## Exercise
Using the entries that follow, state how many lines contain the word "curb". The response is that number and nothing more.

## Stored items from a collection
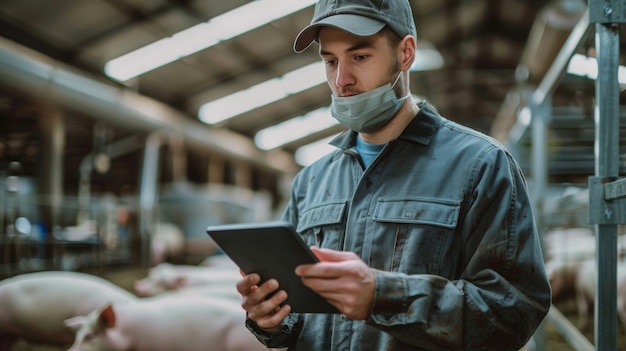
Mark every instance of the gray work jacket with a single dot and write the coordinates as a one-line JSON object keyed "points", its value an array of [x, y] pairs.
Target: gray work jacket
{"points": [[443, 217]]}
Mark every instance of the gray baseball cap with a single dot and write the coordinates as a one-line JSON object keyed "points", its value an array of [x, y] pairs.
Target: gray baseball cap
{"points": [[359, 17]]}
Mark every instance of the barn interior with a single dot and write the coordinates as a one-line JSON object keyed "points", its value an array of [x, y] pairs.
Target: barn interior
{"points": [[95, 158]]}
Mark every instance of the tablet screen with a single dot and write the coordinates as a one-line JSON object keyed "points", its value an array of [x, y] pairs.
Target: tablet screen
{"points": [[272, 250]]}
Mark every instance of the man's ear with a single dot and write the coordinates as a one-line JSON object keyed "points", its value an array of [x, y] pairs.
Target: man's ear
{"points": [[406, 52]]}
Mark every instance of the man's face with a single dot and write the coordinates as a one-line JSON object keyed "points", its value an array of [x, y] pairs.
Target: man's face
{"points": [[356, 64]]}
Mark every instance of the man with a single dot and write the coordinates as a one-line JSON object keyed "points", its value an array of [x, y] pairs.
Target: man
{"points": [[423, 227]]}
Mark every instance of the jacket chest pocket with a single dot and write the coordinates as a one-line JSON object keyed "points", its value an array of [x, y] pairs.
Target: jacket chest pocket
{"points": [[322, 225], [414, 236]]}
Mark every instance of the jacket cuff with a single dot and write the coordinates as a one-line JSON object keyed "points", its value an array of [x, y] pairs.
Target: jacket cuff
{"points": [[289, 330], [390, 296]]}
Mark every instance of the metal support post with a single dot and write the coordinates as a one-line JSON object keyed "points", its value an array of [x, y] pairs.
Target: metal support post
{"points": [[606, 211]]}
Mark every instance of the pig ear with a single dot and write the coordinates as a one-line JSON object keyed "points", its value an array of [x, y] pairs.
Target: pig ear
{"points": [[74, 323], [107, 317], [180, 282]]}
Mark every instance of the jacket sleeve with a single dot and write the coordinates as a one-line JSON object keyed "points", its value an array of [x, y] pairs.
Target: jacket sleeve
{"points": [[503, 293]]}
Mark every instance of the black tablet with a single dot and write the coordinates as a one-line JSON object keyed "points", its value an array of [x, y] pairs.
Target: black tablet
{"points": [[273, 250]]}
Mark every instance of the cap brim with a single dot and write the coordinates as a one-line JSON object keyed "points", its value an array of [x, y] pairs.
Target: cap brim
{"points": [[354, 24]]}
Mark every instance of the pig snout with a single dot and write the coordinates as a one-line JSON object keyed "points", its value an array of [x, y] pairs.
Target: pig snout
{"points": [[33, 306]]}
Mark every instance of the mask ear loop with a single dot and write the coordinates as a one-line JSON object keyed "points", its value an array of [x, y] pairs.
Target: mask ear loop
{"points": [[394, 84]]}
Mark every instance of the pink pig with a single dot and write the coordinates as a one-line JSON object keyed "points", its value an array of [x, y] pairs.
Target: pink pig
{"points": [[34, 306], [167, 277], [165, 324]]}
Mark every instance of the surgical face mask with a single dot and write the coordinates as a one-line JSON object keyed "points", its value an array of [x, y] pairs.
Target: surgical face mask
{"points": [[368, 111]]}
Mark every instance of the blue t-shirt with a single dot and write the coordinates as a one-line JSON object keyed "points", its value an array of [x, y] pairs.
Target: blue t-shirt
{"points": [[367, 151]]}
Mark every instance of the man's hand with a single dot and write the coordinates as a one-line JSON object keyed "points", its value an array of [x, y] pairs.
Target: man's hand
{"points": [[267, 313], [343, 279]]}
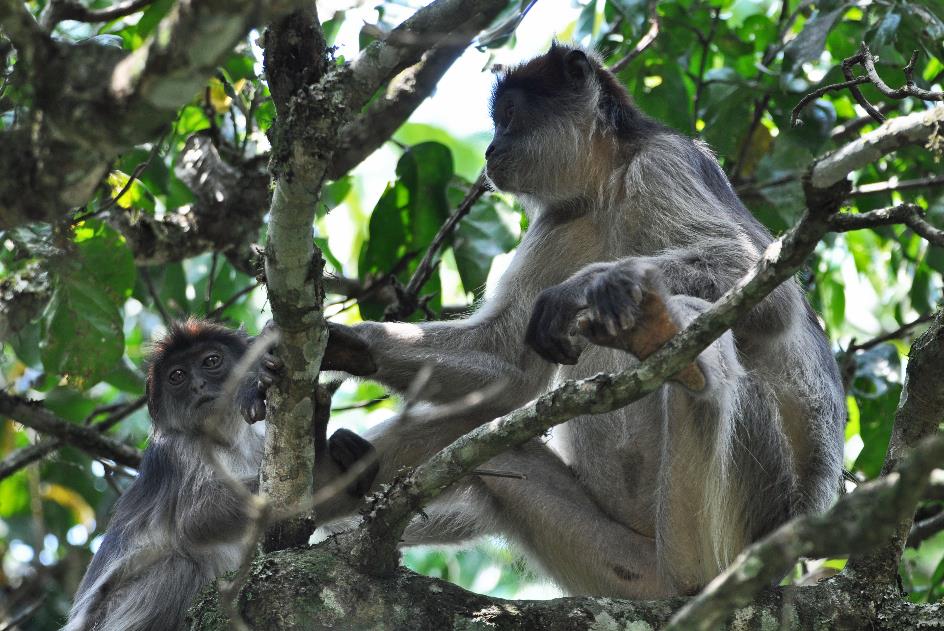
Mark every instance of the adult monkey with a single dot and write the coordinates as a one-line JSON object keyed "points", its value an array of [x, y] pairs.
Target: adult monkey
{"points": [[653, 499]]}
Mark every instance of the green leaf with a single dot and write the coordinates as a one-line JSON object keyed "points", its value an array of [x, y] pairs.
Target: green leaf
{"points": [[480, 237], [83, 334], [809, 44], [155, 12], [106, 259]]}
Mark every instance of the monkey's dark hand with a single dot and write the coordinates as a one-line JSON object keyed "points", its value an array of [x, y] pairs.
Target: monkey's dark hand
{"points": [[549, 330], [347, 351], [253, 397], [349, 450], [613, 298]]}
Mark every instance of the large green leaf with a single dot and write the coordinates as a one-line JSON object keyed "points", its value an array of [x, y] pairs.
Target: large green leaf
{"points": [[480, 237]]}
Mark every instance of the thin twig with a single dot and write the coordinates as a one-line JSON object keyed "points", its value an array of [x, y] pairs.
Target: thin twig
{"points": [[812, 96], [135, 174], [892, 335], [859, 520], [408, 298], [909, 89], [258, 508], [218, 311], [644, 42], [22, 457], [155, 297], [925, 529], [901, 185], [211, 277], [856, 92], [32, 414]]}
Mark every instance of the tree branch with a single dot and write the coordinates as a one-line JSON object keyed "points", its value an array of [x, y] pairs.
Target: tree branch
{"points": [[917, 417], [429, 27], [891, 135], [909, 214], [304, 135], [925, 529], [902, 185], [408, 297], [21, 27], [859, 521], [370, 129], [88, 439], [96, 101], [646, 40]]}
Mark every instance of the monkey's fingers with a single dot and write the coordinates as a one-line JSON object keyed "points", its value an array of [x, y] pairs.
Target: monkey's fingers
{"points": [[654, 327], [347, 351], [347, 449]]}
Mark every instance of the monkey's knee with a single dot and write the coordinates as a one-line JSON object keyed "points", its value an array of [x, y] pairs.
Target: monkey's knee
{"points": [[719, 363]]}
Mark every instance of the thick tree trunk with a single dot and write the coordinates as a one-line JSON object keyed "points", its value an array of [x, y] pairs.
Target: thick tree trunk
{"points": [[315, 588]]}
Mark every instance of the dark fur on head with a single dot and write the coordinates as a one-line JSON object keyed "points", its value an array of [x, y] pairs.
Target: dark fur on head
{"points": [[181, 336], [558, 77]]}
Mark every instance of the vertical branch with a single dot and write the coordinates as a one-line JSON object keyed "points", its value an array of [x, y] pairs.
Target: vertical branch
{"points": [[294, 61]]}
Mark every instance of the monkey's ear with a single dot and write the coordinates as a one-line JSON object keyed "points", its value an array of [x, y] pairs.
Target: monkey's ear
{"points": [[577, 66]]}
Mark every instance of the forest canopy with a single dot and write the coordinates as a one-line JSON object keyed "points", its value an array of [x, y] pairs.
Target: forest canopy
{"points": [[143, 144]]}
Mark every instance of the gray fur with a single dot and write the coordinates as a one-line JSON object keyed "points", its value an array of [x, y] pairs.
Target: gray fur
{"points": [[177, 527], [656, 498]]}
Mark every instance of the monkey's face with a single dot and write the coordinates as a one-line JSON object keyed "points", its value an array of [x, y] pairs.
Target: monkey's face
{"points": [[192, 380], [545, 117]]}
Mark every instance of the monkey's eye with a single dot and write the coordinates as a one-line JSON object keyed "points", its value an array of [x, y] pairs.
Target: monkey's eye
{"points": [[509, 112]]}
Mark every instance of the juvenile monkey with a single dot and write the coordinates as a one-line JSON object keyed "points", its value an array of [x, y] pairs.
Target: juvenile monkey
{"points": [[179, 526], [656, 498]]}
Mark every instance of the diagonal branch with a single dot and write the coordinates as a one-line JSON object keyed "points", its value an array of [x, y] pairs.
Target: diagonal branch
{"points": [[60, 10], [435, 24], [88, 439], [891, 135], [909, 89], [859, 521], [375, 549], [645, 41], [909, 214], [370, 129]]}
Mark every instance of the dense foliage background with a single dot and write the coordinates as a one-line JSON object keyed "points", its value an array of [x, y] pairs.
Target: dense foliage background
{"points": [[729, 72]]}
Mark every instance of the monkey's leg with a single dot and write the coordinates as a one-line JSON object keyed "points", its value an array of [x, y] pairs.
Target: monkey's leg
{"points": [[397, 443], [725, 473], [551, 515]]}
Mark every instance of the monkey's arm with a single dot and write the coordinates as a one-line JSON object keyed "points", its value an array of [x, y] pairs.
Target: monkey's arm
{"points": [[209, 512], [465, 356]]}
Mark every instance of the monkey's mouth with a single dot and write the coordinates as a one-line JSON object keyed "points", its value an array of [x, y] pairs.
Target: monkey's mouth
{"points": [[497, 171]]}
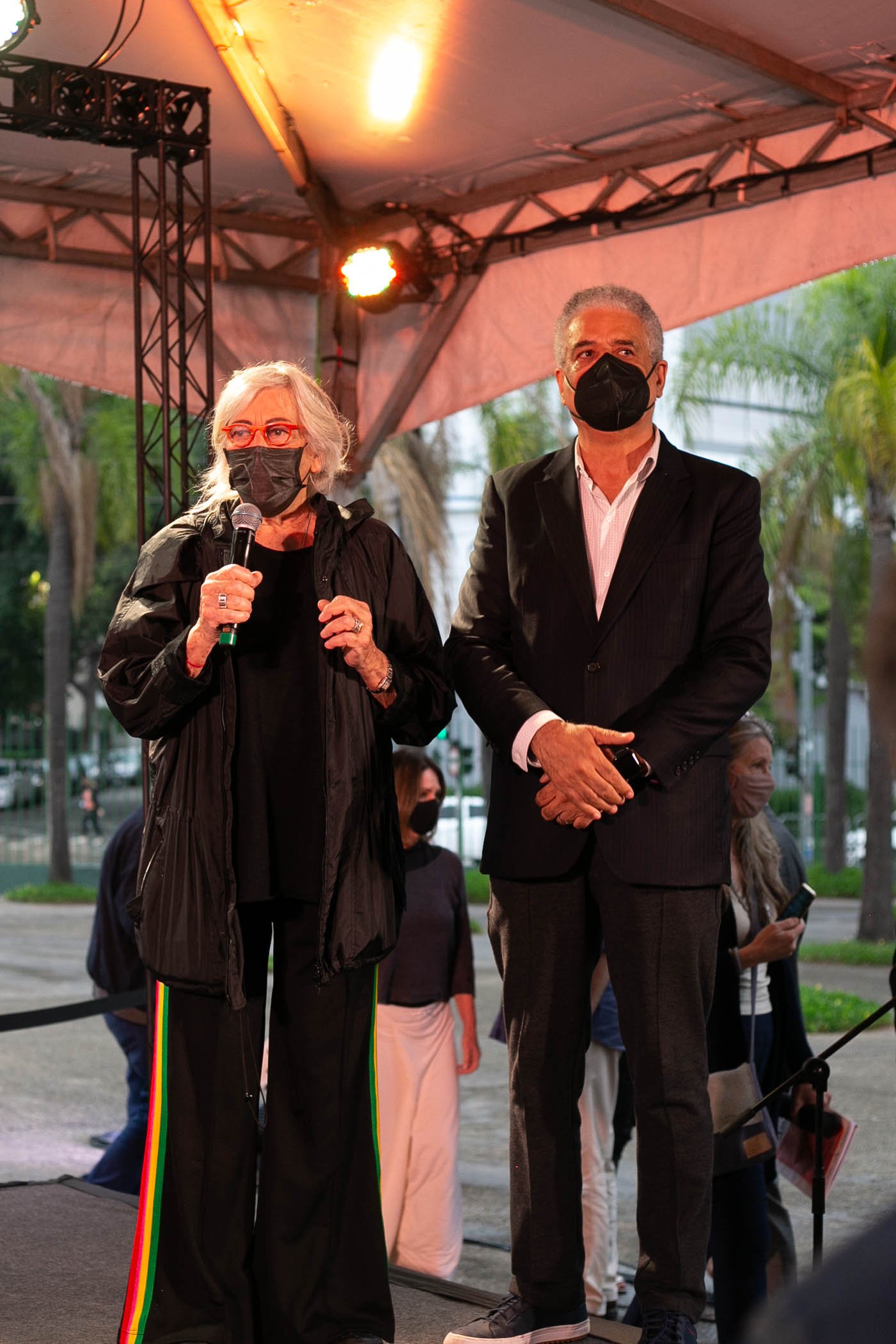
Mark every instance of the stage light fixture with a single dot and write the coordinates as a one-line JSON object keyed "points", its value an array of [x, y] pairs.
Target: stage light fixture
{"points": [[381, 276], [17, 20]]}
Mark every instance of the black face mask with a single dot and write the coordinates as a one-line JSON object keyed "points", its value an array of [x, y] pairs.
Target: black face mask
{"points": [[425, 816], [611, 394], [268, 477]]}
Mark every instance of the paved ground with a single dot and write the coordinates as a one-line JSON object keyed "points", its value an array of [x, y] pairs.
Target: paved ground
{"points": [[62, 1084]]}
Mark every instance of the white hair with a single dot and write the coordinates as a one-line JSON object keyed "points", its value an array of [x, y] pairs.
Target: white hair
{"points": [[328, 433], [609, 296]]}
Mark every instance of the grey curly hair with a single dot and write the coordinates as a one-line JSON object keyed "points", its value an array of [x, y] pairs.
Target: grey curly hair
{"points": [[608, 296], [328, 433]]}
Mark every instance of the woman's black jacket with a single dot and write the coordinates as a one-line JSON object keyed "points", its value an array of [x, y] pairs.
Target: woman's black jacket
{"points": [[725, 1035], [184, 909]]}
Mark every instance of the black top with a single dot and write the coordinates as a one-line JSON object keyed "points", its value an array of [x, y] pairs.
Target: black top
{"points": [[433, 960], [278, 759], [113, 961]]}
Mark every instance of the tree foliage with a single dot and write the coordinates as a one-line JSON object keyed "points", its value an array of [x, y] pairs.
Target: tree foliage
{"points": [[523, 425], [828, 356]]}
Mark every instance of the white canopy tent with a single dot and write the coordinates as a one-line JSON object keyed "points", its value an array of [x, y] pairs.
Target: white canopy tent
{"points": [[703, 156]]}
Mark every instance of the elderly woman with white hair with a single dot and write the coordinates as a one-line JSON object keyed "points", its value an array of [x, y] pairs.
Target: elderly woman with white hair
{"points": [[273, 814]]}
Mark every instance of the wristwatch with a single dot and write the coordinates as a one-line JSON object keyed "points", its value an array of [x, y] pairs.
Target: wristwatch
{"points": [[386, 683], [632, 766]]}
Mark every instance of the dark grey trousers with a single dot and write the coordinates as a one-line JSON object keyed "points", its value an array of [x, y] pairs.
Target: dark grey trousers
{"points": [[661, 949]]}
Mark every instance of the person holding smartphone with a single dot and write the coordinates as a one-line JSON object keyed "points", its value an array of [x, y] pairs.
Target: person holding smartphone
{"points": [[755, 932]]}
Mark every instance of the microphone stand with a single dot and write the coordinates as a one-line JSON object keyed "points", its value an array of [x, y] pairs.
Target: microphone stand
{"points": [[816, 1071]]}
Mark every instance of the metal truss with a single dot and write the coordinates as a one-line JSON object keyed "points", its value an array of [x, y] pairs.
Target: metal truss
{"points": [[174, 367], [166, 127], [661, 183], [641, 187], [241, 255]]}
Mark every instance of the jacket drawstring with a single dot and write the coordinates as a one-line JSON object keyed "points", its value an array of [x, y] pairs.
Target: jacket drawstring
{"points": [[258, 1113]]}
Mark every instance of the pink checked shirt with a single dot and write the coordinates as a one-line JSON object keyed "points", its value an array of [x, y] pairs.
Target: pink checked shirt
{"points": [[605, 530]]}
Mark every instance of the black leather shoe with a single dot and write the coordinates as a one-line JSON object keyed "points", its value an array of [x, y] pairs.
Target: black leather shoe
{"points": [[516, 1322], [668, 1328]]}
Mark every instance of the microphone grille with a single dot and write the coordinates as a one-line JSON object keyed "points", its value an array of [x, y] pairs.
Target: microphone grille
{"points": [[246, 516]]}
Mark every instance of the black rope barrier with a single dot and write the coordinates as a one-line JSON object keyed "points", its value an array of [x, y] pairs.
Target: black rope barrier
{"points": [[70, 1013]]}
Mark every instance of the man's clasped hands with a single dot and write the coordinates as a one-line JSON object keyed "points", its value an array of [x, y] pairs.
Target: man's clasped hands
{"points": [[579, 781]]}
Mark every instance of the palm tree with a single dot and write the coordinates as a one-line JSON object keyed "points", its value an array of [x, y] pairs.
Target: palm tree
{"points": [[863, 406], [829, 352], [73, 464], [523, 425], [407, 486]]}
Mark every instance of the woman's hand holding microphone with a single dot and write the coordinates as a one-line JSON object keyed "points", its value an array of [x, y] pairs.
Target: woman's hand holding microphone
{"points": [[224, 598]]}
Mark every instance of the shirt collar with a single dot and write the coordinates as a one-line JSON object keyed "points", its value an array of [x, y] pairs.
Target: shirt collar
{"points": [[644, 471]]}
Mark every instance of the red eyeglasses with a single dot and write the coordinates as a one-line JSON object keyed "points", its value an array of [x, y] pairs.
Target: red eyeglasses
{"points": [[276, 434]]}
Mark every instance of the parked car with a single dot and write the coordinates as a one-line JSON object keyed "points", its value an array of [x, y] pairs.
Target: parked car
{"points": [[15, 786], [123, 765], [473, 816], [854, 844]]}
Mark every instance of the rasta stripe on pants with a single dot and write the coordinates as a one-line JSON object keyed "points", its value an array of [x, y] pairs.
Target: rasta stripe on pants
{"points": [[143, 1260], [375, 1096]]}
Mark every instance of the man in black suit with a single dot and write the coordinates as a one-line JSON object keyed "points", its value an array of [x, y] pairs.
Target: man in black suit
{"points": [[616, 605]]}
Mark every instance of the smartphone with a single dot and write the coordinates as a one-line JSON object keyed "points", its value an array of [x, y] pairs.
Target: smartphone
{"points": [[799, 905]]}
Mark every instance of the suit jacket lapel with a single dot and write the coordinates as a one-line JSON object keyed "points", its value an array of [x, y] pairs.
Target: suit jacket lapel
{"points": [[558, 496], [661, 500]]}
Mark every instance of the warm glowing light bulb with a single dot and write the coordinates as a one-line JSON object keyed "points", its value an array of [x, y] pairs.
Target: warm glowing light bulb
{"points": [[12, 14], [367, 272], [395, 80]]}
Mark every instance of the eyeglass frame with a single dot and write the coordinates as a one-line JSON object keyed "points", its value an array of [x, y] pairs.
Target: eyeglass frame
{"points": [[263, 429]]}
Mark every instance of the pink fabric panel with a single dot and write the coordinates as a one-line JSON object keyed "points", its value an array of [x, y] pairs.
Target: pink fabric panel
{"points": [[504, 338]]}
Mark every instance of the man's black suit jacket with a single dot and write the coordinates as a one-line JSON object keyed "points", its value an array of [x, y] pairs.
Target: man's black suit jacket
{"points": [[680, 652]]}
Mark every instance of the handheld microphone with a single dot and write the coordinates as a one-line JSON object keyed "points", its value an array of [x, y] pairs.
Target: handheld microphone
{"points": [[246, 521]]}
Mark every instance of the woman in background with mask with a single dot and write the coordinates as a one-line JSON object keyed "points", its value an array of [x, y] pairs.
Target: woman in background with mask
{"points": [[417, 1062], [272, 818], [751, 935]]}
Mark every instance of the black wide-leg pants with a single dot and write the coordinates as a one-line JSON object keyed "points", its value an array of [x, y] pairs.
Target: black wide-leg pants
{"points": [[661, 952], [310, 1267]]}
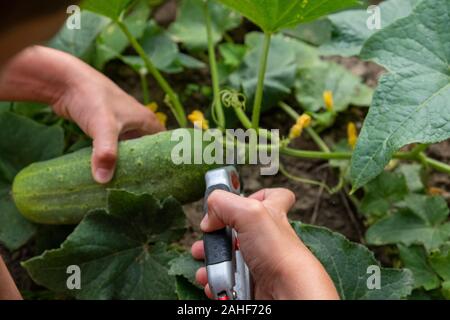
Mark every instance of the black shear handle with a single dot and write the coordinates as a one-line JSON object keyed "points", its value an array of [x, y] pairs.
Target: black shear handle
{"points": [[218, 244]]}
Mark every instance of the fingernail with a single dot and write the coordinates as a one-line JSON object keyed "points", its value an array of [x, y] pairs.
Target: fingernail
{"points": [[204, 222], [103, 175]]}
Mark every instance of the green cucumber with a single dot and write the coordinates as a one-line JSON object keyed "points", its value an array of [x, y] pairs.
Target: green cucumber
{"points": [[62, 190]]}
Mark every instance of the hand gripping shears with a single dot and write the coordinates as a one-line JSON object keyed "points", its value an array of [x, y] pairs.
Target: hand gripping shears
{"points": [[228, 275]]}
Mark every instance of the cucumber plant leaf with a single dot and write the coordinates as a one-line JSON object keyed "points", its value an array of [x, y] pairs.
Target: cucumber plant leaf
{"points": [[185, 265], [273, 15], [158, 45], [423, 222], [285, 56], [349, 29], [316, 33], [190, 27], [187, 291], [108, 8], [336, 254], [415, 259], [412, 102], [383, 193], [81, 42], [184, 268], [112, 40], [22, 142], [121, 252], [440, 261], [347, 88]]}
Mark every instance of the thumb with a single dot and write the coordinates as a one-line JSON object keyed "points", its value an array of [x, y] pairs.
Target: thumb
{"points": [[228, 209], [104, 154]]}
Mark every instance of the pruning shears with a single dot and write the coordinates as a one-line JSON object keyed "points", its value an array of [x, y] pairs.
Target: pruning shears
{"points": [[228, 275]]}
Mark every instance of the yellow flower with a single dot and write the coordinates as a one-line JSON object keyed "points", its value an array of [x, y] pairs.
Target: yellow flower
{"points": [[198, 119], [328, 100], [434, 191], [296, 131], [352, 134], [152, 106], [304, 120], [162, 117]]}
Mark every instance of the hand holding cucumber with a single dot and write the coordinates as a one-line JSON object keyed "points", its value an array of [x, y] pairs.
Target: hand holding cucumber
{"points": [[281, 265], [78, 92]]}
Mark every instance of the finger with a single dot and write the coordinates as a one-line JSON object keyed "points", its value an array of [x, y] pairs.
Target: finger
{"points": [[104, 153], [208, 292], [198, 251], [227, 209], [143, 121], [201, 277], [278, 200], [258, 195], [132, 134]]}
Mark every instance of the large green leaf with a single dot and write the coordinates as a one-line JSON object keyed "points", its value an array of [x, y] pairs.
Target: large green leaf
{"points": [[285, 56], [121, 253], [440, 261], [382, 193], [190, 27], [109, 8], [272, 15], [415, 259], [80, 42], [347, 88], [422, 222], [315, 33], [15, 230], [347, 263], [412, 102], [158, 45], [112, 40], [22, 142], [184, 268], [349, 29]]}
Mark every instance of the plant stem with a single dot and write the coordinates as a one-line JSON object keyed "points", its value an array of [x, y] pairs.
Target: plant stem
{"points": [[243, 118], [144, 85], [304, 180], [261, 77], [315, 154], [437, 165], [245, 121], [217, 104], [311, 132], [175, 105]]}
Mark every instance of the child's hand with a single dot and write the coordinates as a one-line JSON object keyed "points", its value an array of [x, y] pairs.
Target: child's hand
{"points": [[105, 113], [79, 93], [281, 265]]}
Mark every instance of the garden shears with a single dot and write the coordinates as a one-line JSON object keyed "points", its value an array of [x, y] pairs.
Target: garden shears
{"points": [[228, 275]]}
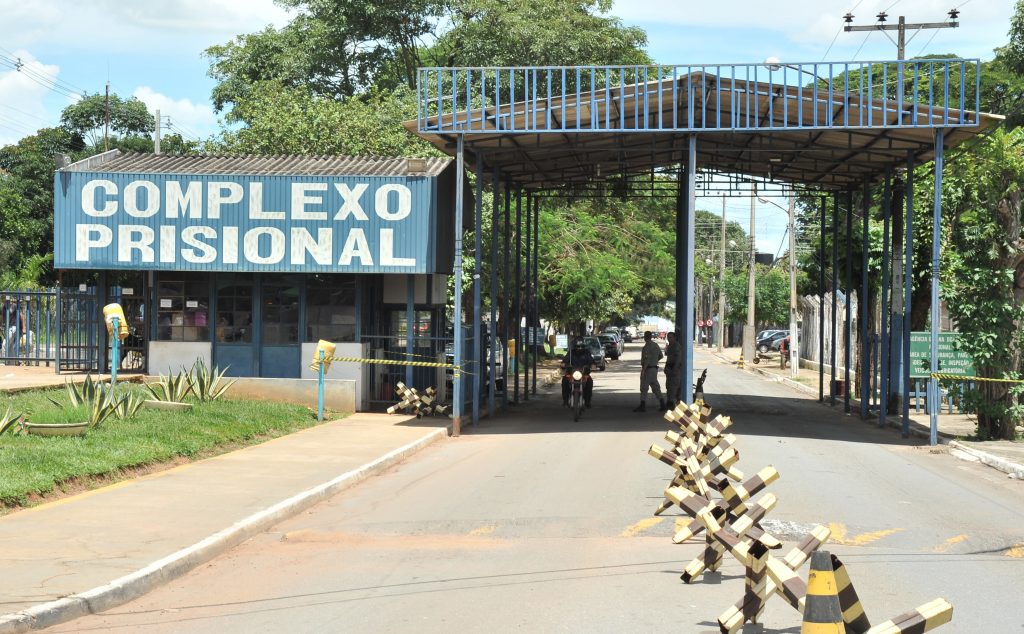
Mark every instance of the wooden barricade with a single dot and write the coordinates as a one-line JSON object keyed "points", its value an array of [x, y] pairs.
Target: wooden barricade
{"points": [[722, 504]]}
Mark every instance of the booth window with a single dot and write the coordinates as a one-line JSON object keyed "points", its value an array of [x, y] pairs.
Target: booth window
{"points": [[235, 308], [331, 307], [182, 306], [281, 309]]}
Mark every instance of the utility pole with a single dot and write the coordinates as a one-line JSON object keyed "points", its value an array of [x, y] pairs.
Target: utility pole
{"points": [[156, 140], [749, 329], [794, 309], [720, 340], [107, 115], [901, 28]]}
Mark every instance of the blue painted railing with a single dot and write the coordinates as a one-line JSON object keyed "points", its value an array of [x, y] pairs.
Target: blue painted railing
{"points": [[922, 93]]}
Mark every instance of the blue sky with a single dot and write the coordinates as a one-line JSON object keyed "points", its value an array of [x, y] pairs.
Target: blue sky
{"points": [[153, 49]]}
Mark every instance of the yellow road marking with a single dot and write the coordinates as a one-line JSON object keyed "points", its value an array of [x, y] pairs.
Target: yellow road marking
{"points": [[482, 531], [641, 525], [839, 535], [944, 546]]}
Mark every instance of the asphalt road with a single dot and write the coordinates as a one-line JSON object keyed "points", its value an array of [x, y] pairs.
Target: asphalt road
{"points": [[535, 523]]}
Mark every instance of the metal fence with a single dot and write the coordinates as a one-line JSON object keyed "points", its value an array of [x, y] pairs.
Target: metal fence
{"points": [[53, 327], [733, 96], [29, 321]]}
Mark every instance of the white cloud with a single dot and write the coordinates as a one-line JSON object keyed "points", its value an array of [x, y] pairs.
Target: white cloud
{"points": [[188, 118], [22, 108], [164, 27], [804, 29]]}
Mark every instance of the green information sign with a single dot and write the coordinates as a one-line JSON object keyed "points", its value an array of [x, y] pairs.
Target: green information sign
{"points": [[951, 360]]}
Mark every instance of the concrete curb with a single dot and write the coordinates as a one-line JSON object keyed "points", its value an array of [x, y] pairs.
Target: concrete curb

## Task result
2